_EXTRAIT_
__________________________________________________
Kar Chara
Kar Charah (Le quartier juif)
Source : Eliaou Gaston GUEDJ
A Constantine, les Juifs ont vu défiler depuis l'époque phénicienne toutes les invasions. Ils étaient alors dissémines dans la ville mais se retrouvaient sur la place Sidi-El-Kettani qui a été longtemps le cœur de la vie juive constantinoise. Au XVIIIe siècle, Salah-Bey décide de les expulser de la ville mais il tient à les garder toujours sous sa coupe. Les Juifs sont alors regroupés dans un espace déshérité, restreint et resserré qui vient buter contre le « Ravin » sur la rive gauche du Rhumel. Ce sera le « Kar Charah » (le cul de la lie) avec la fameuse rue Grand qui constitue alors l'épine dorsale de ce ghetto, de ce quartier juif. Lorsque la France s'installe à Constantine, le quartier s'ouvre jusqu'au contrefort du Ravin avec les constructions modernes de la rue Thiers se prolongeant jusqu'au boulevard de l'Abîme.
Tout au long de la colonisation, le quartier juif a su garder son cachet, son attrait et son identité. La population, en continuelle progression, semble vouloir se réchauffer en se serrant autour de ce foyer qui est devenu le sien. Il donne, de l'extérieur, une impression d'inconfort, d'étroitesse, d'insalubrité. Il semble imperméable à cette avancée de la civilisation matérialiste que la France semble dispenser à toutes les populations d'Algérie. C'est que le quartier est alors persuadé d'avoir une âme.
__________________________________________________
_TÂCHE DEMANDÉE_
Prolongez l'extrait sur le quartier juif de Constantine en reprenant juste après sa dernière phrase. Les enregistrements n'interviennent pas dans ce travail.
__________________________________________________
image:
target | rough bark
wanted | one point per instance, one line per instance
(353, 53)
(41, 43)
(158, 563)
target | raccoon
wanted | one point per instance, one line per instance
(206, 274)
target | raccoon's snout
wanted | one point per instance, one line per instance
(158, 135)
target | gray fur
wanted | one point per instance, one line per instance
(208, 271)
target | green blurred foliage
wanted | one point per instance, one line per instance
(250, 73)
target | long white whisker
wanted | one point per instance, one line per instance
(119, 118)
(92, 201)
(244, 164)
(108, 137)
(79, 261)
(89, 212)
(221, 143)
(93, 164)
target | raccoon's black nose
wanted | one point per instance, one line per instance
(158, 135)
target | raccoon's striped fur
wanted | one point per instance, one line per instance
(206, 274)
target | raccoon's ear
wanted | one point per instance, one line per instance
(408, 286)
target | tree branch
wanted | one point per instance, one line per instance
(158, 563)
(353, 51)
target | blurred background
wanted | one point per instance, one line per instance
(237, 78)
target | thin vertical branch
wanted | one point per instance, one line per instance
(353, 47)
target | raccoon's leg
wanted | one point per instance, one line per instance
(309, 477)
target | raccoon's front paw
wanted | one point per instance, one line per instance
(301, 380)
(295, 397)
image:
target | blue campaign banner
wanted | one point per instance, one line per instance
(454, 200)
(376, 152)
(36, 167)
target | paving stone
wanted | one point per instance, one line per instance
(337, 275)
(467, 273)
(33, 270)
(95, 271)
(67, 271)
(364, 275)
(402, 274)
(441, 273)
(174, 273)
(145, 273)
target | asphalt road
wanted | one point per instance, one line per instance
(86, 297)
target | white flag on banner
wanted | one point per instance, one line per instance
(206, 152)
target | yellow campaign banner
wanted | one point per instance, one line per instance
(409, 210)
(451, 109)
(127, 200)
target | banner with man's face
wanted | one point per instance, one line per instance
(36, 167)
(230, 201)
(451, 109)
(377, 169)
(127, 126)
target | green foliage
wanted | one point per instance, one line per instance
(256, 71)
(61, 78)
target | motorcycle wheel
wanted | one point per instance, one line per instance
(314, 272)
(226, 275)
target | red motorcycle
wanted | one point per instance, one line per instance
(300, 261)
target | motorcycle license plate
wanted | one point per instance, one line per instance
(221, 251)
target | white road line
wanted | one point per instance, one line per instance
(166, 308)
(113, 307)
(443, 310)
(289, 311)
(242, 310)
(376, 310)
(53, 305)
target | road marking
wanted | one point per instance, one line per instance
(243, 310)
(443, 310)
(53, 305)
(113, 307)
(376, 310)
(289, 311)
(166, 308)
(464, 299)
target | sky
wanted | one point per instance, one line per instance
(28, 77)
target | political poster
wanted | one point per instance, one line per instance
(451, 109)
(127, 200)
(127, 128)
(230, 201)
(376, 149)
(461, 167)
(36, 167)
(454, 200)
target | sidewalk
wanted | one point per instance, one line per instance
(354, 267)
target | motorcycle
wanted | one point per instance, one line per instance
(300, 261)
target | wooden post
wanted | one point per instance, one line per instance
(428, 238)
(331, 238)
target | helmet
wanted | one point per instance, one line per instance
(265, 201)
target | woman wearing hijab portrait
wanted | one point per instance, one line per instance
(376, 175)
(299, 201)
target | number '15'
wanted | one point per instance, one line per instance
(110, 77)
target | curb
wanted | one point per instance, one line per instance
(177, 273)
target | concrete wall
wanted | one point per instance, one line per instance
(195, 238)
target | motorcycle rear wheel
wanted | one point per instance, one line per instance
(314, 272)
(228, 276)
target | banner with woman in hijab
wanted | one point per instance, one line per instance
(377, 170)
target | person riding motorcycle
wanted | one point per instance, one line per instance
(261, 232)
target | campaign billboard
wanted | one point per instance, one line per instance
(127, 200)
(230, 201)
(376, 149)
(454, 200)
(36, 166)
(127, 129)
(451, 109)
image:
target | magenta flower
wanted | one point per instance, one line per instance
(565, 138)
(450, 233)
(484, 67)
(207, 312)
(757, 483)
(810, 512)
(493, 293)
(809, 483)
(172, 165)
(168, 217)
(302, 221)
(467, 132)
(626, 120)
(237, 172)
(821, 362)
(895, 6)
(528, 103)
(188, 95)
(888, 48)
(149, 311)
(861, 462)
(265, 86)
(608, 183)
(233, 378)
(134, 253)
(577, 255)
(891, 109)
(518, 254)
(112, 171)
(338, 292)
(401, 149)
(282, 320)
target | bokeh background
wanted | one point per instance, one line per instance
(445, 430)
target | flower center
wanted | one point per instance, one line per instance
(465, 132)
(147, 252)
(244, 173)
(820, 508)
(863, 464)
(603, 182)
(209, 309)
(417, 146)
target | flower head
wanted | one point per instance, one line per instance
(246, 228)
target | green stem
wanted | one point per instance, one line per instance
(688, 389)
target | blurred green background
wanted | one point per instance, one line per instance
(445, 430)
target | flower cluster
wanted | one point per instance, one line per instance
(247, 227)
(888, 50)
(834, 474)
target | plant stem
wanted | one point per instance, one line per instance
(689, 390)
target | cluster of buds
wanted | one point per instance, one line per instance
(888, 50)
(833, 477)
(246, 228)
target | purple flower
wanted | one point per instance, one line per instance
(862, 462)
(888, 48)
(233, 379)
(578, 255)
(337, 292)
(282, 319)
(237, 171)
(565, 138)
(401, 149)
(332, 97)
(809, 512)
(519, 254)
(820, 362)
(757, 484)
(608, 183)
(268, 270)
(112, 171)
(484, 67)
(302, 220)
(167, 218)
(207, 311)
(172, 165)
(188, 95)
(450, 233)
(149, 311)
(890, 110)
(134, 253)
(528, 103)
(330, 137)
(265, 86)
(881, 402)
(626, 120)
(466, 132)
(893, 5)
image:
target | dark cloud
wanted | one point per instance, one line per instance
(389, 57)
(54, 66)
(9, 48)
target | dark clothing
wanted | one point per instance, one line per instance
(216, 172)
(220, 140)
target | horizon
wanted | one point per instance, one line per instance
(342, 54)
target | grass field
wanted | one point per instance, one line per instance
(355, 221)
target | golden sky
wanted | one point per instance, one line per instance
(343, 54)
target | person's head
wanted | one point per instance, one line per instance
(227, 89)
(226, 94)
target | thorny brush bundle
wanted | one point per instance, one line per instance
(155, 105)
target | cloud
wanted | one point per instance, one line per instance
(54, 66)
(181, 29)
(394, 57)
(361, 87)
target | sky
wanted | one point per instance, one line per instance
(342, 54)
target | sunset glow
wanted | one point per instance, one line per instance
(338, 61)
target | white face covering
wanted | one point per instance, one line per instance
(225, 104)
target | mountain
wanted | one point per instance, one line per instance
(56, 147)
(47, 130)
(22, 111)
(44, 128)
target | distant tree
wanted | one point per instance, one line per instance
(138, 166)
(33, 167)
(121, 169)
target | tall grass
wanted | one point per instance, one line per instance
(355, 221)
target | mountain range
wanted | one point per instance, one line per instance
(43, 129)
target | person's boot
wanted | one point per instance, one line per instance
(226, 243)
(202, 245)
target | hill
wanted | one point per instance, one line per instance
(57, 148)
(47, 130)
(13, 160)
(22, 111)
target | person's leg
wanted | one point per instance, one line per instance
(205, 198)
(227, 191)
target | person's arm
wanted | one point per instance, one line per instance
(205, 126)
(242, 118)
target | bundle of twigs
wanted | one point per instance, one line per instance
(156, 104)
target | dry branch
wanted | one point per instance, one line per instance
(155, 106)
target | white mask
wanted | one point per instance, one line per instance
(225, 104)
__________________________________________________
_RÉPONSE ATTENDUE_
C'est pourquoi, jusqu'au jour de ce départ définitif de 1962, tout semble rester immuable ici. Dans le « Kar Chara », dans une rue perpendiculaire à la rue Grand, dans la rue Henri Namia, une petite synagogue, toujours ouverte à la discussion, a veillé sur la conscience de ce quartier.
En apparence la vie est la même dans le « Kar Chara » que dans la ville arabe. L'animation y est aussi fébrile, le commerce aussi actif et aussi âpre. Il y règne cependant une certaine convivialité : ici Juifs et Musulmans commercent, se rencontrent, s'invectivent amicalement, pour ne pas dire fraternellement. Si le commerce est actif, l'artisanat juif particulier à Constantine a lui aussi ses lettres de noblesse. Jusqu'à la Seconde Guerre mondiale les brodeurs ont gardé leurs échoppes ancestrales. Leurs doigts agiles faisant courir leurs fils d'or sur les brocarts des tentures de synagogue, ils accueillent tous ceux qui veulent célébrer l'un des leurs. Les Juifs de l'intérieur, eux, abandonnent bien souvent leurs bijoux frustes des campagnes pour venir à Constantine chez les bijoutiers spécialistes du filigrane.
Si l'animation est toujours grande dans le « Kar Chara », elle semble atteinte d'un vent de folie le jour de Pourim : on y fête le souvenir d'Esther et si la révolte gronde au moindre rappel du mot « Aman », tout sera joie et douceur au cours de cette journée. Ici, tout le monde jeûne la veille de Pourim. Petits et grands, jeunes et vieillards sont pris ce jour-là de la folie du jeu. Dans un désordre indescriptible, on retrouve dans cette rue Grand, petits, adultes ou vieillards prêts à en découdre pour un dé qui a mal roulé ou pour une carte maladroitement glissée ici ou là, mal à propos. On joue à tout et pour de l'argent. On se dispute aussi car on est toujours convaincu d'avoir perdu à la suite d'une tricherie. Ni le jeûne, ni les pertes d'argent n'entament la vivacité des participants.
II est un autre jour particulier à ce quartier. C'est la veille de Pessah. Lorsque tout le monde s'est appliqué à extirper du moindre recoin la miette de hametz (nourriture non casher) du quartier, le « Kar Chara » semble alors vouloir retrouver son âme.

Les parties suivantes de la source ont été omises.